(TEXT SEGMENT):
■ ■ ■ ■ ■ ■ ■

Friday, March 6, 2009

I'm beginning to understand how Ochs felt


Phil Ochs was one of the great singer/songwriters of the mid 20th century, a man who believed that his songs ought to say something and mean something.

He was a folksinger, seen by some as the poor man's Bob Dylan, and he killed himself at the age of 35 because he could no longer sing. I saw him at the Cellar Door in Washington, D.C., a couple of years before his death, and it was one of the most memorable nights of my life.

His voice was awful; he had been strangled in Tanzania in 1972, damaging his vocal cords. He growled out most of his songs, but the audience was packed with people who loved him and we kept calling him back for encore after encore.

I think it was 1974 when I saw him. I would have been 24, still filled with the enthusiasm of someone who thought he could get it together and really accomplish something. Believe me, it took enthusiasm. I had flunked out of college three times by that age and I was working the graveyard shift at a fast food restaurant.


I'll be 60 this year, and there are a lot of times I feel I've lived too long. For all intents and purposes, my career in journalism ended 14 months ago, when a corporate flunky with a Napoleon complex set me up and fired me. Since then I've been working on a book, but the closer I get to finishing it the more I wonder if it will ever be finished.


It's a look back, of course. I always find myself looking back.


I always find myself wondering what might have happened if I hadn't fucked up my life when I was young.


I'll never kill myself. It's too hostile an act, and there are too many people who love me and would be badly hurt by it. But I find myself sympathizing with Ochs, and understanding why he did what he did.


I set this site up to update it frequently, but I have been doing a horrible job of that lately. I suppose I'm depressed, suffering from empty-nest syndrome. The only thing in my life I ever did really well was be a father, and my two children are grown and gone. These days I stumble around trying to be a good husband and pretending I'm not counting the days till ...


Well, till whatever.


Something has got to change.

allvoices

4 comments:

Anonymous said...

You could become a volunteer and help other people...

Anonymous said...

Stop whining, babyboomer.

It's NOT about you.

It's about WHAT you can do for OTHERS.

Yes, it's hard making transitions in life, but we all make them.

When my husband died three years ago, I thought it was the end of the world.

But good friends kicked my tail and got me turned around.

■ ■ ■ ■ ■ ■ ■

(WORK TO COMPLETE):
a) In the blog post about Phil Ochs, at what venue did the writer see him perform?
b) Reproduce the blog post about Phil Ochs word for word, starting at "It's a look" and ending at "what he did.".
c) Take the blog post about Phil Ochs further, picking up right after its final line.

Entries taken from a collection
■ ■ ■ ■ ■ ■ ■

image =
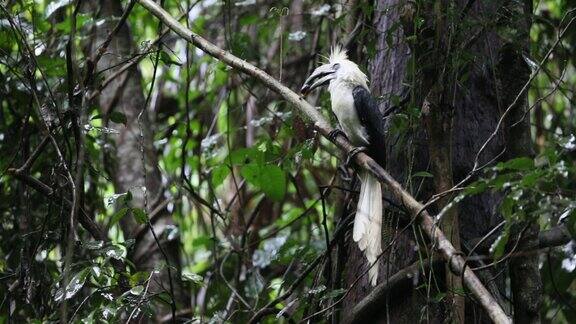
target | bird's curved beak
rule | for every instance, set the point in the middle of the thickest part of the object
(320, 77)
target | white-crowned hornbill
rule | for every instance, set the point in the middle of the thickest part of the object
(363, 123)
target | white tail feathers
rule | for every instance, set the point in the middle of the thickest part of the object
(368, 222)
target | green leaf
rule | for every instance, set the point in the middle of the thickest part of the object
(137, 291)
(218, 175)
(139, 215)
(117, 216)
(74, 285)
(52, 66)
(269, 178)
(273, 182)
(139, 277)
(118, 117)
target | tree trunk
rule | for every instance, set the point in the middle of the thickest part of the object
(477, 104)
(133, 161)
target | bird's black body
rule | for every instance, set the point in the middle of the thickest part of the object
(373, 121)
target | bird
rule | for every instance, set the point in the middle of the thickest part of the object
(362, 122)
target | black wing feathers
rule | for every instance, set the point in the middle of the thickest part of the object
(372, 119)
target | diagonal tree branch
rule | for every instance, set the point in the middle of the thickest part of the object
(416, 209)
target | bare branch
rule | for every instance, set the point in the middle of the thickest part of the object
(424, 219)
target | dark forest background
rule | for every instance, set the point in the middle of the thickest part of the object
(143, 180)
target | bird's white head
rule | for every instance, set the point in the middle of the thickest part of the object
(339, 71)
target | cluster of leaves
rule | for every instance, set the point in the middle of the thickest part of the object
(217, 163)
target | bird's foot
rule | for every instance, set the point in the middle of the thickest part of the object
(334, 134)
(354, 152)
(345, 175)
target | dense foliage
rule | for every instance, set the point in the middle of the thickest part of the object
(256, 199)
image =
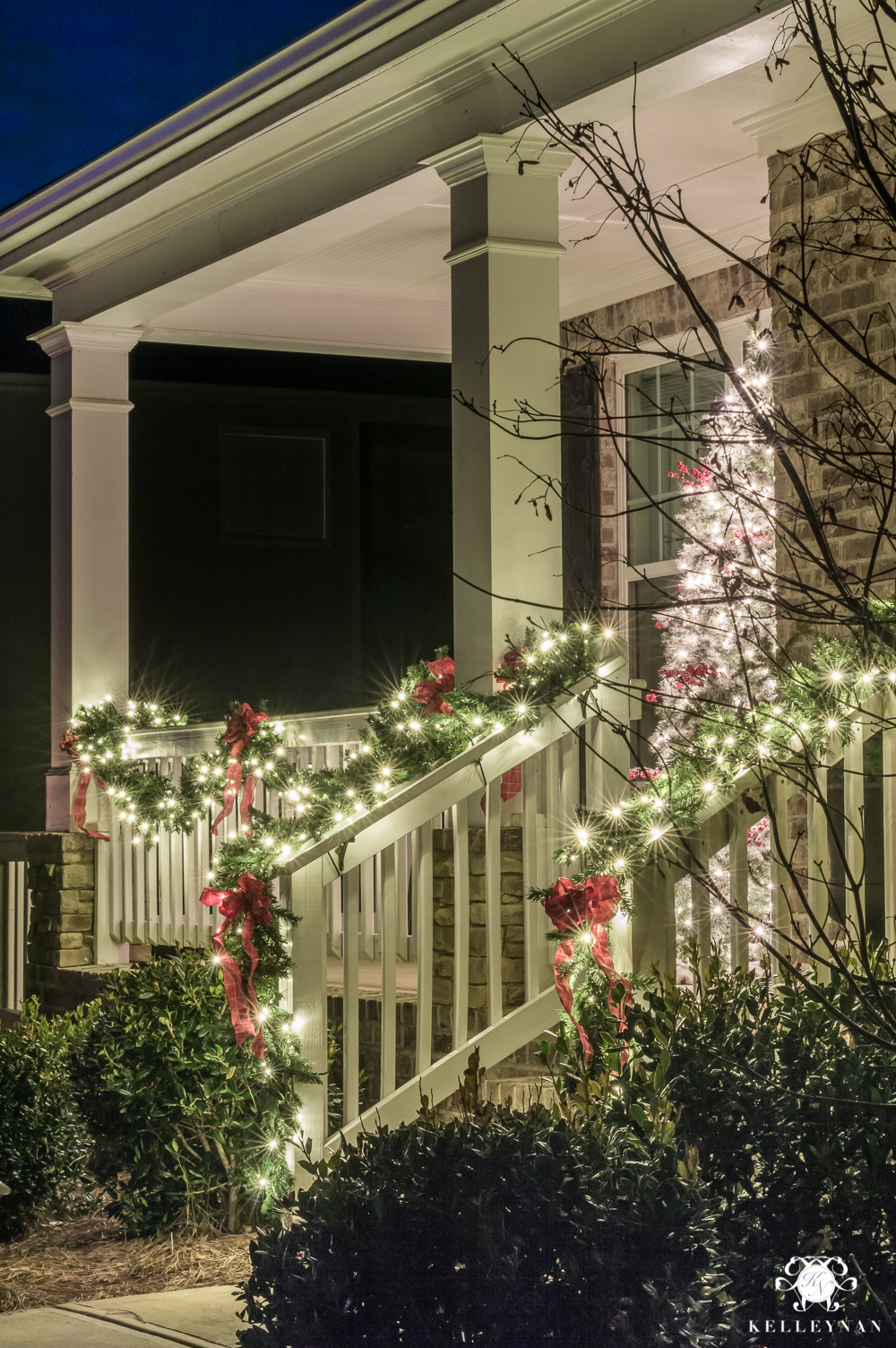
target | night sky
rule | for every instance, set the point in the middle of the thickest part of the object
(80, 75)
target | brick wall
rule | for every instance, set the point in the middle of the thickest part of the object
(668, 313)
(513, 991)
(852, 294)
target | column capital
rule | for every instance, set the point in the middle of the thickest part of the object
(529, 152)
(70, 336)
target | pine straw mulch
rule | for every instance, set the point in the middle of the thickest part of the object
(90, 1257)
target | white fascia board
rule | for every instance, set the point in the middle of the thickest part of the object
(197, 337)
(203, 120)
(415, 101)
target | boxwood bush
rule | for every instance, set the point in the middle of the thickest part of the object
(43, 1141)
(794, 1120)
(497, 1230)
(189, 1128)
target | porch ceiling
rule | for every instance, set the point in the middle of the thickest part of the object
(200, 253)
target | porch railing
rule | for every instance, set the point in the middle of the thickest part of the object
(374, 879)
(551, 759)
(151, 895)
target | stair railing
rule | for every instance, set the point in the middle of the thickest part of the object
(553, 788)
(725, 820)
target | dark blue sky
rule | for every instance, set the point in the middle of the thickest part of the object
(80, 75)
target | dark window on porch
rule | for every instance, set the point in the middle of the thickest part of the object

■ ■ ■ ■ ■ ■ ■

(ANSWERS BY TASK):
a) At the Cellar Door in Washington, D.C.

b)
It's a look back, of course. I always find myself looking back.


I always find myself wondering what might have happened if I hadn't fucked up my life when I was young.


I'll never kill myself. It's too hostile an act, and there are too many people who love me and would be badly hurt by it. But I find myself sympathizing with Ochs, and understanding why he did what he did.

c)
You're too smart to wallow in self-pity.

Get up and do something for someone else.

A neighbor, a friend, someone is trouble.

BE a friend to the helpless, hopeless, and harassed.

So you got kicked in the eeth and were treated unfairly.

You think that doesn't happen every day to millions of people?

It's not getting knocked down that ultimately matters. It's getting back up again.

Pauline said...

I agree with the comments left here. BUT it's up to you to decide that you still want to live. I keep thinking of Grandpa who lived til the day he died. Can we say the same of you?

Anonymous said...

I also agree with comments here.

You've had some bad luck. Or good fortune.

You'll never know until you shake off the self-awareness curse of the baby-boomer generation, and lose yourself in serving others.

You've also painted yourself into a corner with your negative thinking.

You seem almost cemented into a particular way of thinking.

I've been reading you on and off for almost a year, and you refuse to allow a different point of view to be tolerated, much less entertained.

If you don't want to become a volunteer, then go back to school. There are community colleges where you could pick up new skills.

Go into sales, and meet people.

Mix things up.

My wife and baby daughter were killed in a car accident almost 15 years ago. The next three years I lost -- in a haze of self-pity and alcohol.

Finally, I woke up one day and figured out that my beautiful wife would've never wanted me to waste my life.

I changed careers.

I started new things.

I even voted fifferently (I actually voted for a Republican a couple of times) and one day I met another woman.

I will never forget my wife, but now I have a fun and gorgeous girl friend. We're even talking about getting married.

Life seems beautiful again.

I miss my wife and daughter every day, but I know I honor with memory with every hour I live.

I remember starting to read you after you lost your job -- and I thought that maybe, just maybe, losing your job might turn out to be the best thing that ever happened to you.

I still think it can.

You need to risk failure.

Life has no guarantees.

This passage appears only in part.